__What you need to do__
Read the data below line by line and copy each one with "screen" in it.

__Extracted information__
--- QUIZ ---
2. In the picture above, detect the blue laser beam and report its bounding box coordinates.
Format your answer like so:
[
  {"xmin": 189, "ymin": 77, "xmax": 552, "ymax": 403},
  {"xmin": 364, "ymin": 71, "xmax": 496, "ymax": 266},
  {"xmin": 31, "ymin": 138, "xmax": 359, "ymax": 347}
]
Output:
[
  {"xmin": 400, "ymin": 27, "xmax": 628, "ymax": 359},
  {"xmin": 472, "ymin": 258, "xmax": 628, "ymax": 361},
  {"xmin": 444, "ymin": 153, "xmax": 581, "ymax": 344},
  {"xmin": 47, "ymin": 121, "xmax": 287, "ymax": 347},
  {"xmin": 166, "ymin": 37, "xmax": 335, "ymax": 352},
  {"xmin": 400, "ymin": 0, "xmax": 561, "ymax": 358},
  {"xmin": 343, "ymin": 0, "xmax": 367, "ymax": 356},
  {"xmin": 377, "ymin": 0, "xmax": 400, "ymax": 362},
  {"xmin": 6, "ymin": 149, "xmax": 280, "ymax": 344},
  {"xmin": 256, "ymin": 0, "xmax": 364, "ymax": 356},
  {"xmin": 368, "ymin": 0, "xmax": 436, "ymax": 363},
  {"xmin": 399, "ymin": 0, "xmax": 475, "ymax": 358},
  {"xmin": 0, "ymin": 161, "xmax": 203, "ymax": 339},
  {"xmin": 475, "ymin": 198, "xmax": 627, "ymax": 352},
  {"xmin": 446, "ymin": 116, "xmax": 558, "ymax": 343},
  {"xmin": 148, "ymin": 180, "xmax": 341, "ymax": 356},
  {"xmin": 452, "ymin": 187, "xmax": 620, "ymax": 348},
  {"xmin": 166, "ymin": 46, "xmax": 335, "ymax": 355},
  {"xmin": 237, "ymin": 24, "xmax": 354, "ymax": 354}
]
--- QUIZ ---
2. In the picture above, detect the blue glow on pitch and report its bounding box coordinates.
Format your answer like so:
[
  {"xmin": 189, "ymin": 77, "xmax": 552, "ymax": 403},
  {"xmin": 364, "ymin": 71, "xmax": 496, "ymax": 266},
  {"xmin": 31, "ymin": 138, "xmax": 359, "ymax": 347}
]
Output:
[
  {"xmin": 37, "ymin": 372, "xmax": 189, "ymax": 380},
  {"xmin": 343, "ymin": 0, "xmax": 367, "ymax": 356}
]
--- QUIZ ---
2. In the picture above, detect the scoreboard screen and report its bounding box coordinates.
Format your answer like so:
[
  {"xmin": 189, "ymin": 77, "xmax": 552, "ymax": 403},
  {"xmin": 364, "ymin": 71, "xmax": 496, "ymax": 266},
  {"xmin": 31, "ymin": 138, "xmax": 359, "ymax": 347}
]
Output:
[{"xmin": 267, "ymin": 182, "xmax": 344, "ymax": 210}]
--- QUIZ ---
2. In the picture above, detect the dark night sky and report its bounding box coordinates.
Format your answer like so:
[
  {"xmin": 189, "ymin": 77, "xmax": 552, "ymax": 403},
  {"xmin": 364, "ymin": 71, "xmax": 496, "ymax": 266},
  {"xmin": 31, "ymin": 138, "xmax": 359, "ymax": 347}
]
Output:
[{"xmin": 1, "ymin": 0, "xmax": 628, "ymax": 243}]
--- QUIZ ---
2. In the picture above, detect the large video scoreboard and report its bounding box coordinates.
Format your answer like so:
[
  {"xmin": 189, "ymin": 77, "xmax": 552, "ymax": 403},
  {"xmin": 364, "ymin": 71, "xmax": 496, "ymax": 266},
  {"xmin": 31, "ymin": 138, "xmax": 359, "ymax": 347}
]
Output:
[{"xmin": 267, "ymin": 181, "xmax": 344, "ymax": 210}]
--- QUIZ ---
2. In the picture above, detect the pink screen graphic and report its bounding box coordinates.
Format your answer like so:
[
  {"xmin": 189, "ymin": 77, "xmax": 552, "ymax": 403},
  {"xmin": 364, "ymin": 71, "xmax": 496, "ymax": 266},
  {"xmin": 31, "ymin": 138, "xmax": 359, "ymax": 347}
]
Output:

__Result__
2. In the picture above, detect the scoreboard screen and report its bounding box coordinates.
2. In the picture above, detect the pink screen graphic and report its bounding box coordinates.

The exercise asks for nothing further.